#### Azioni richieste:
- 1) Nel brano sulle leucemie acute cambia "nuove diagnosi" con "nuovi casi" e riscrivi la parte che si apre con le parole contenenti "I numeri in" e si chiude con "e 3.773 donne).".
- 2) Riprendi il brano sulle leucemie acute e proseguilo da dove si ferma.

#### Brano fornito:

────────────────

Le leucemie acute possono colpire sia adulti che bambini.
Tipologie
I blasti possono svilupparsi seguendo due diverse linee di maturazione: mieloide o linfoide. In base a questo, distinguiamo due principali forme di leucemia acuta:
- Leucemia Acuta Mieloide (LAM): si ha un’alterazione nel processo di sviluppo delle cellule staminali della linea mieloide, che normalmente danno origine a gran parte dei globuli bianchi, alle piastrine e ai globuli rossi. Rappresenta circa il 25% di tutte le leucemie e circa il 3% di tutti i tumori, ed è la forma più frequente negli adulti, con un’incidenza maggiore nelle persone sopra i 65 anni;
- Leucemia Acuta Linfoide (LAL): l’alterazione interessa le cellule della linea linfoide, da cui derivano i linfociti (B e T), fondamentali per le difese immunitarie. Rappresenta circa il 9,5% di tutte le leucemie, ed è il tumore più comune nei bambini, mentre negli adulti è meno frequente. Ha una minima incidenza dopo i 25 anni, con un nuovo aumento dei casi a partire dai 50 anni.
I numeri in Italia
Secondo il registro AIRTUM (Associazione Italiana Registri Tumori), a oggi leucemie e linfomi rappresentano circa il 50% di tutti i tumori infantili. Nel 2024 sono stimate circa 9.181 nuove diagnosi di leucemie (5.408 uomini e 3.773 donne).
Sintomi
Il segno più comune che può far sospettare una leucemia acuta è un’alterazione dei valori delle cellule del sangue riscontrata con un semplice esame del sangue (emocromo). Non sempre, però, la malattia dà sintomi evidenti: in alcuni casi il paziente può sentirsi bene, in altri può rivolgersi al medico per disturbi molto generici:
- febbre persistente;
- dolori ossei;
- perdita di peso non spiegata;
- sudorazioni notturne insolite (più rare).

────────────────

#### Dati di partenza:
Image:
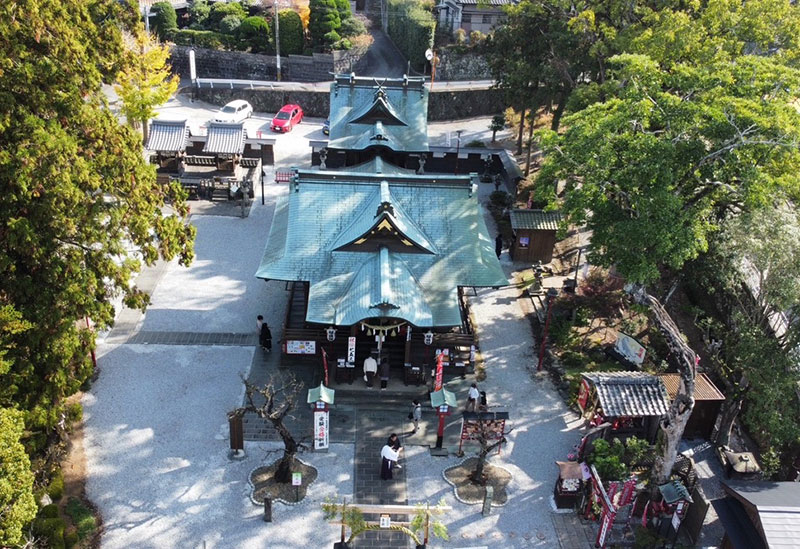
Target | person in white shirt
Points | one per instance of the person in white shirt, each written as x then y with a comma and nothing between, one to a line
389,457
370,369
472,398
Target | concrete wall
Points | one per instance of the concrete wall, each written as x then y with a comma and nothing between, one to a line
442,105
250,66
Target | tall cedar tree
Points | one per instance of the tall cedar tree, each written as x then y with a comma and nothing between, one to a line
80,210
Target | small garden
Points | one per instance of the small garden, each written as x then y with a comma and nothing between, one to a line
319,26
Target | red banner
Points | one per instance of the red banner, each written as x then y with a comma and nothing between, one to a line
439,372
325,365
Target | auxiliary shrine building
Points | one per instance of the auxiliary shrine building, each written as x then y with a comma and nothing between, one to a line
377,249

────────────────

#### Compiti svolti:
- 1)
I numeri in Italia
Secondo il registro AIRTUM (Associazione Italiana Registri Tumori), a oggi leucemie e linfomi rappresentano circa il 50% di tutti i tumori infantili. Nel 2024 sono stimate circa 9.181 nuovi casi di leucemie (5.408 uomini e 3.773 donne).

- 2)
In situazioni più avanzate o in cui la malattia evolve rapidamente, i sintomi possono essere più marcati e legati al malfunzionamento del midollo osseo, che normalmente produce le cellule del sangue. In questi casi possono comparire:
- stanchezza intensa dovuta all’anemia (diminuzione dei globuli rossi);
- facilità al sanguinamento o alla comparsa di lividi per il ridotto numero di piastrine;
- maggiore predisposizione alle infezioni per le alterazioni dei globuli bianchi.
Le cellule leucemiche possono anche accumularsi in altri organi del sistema immunitario, provocando l’ingrossamento di linfonodi, fegato o milza. La sintomatologia, quando diventa importante, può portare il paziente a rivolgersi direttamente al Pronto Soccorso.
Fattori di rischio
Avere un fattore di rischio non significa ammalarsi, e nella maggior parte dei casi non è possibile identificare una causa precisa.
Negli adulti i fattori di rischio più importanti sono:
- età: il rischio aumenta soprattutto dopo i 65 anni;
- fumo di sigaretta: contiene sostanze cancerogene come il benzene;
- esposizione prolungata a sostanze chimiche (solventi, pesticidi, benzene);
- terapie oncologiche pregresse: alcuni tipi di chemioterapia o radioterapia possono aumentare il rischio;
- radiazioni ionizzanti: esposizioni elevate (ambientali o terapeutiche);
- alcune malattie del sangue, come le sindromi mielodisplastiche.
Nei bambini i fattori di rischio più rilevanti sono:
- predisposizioni genetiche: ad esempio la sindrome di Down o l’anemia di Fanconi;
- altre sindromi ereditarie rare: che possono rendere le cellule più vulnerabili a mutazioni.
Diagnosi ed esami
Il percorso diagnostico di una leucemia acuta può iniziare in modi diversi. Talvolta la malattia viene sospettata a partire da un semplice esame del sangue, altre volte per la comparsa di sintomi che portano il paziente dal medico di famiglia o direttamente in Pronto Soccorso.
Quando c’è il sospetto di leucemia, è fondamentale che il paziente venga inviato subito a una valutazione specialistica da parte di un onco-ematologo. Questo permette di stabilizzare rapidamente le condizioni cliniche ed eseguire gli accertamenti necessari per iniziare quanto prima una terapia appropriata.
Per arrivare alla diagnosi, lo specialista prescrive innanzitutto esami sul sangue periferico e sul midollo osseo, che consentono di individuare la presenza delle cellule leucemiche e definirne le caratteristiche.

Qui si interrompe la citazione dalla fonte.